- Problems to solve:
a - In the distillation text, rewrite the part from "Separating volatile components" to "its vapor pressure.", changing "boiling point" to "boiling temperature".
b - According to the distillation text, what is the top section of the column called?

Separating volatile components from a solution by distillation is known, and several types of distillation are well known. Distillation takes advantage of differences in the property of volatility, or boiling point, which refers to the tendency of a substance to evaporate. Substances of higher volatility evaporate more easily, and a highly volatile substance has a low boiling point. Conversely, a substance of low volatility has a high boiling point. Another quantitative measure of the volatility of a substance is its vapor pressure.
Standard distillation is typically performed in a distillation column, which includes a series of vertically spaced plates. A feed stream enters the column at a mid-point, dividing the column into two sections; the top section being called the rectification section, and the bottom section being called the stripping section. Condensation and vaporization occur on each plate, causing lower boiling point components to rise to the top of the column and higher boiling point components to fall to the bottom. A re-boiler is located at the base of the column to add thermal energy. The “bottoms” product is removed from the base of the column. A condenser is located at the top of the column to condense the product emanating from the top of the column, which is called the distillate. A reflux pump is used to maintain flow in the rectification section of the column by pumping a portion of the distillate back into the column.

- Available data:
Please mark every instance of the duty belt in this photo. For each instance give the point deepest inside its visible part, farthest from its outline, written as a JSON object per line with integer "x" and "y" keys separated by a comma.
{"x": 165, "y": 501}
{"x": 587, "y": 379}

- Answers in order:
a -
Separating volatile components from a solution by distillation is known, and several types of distillation are well known. Distillation takes advantage of differences in the property of volatility, or boiling temperature, which refers to the tendency of a substance to evaporate. Substances of higher volatility evaporate more easily, and a highly volatile substance has a low boiling temperature. Conversely, a substance of low volatility has a high boiling temperature. Another quantitative measure of the volatility of a substance is its vapor pressure.

b - The rectification section.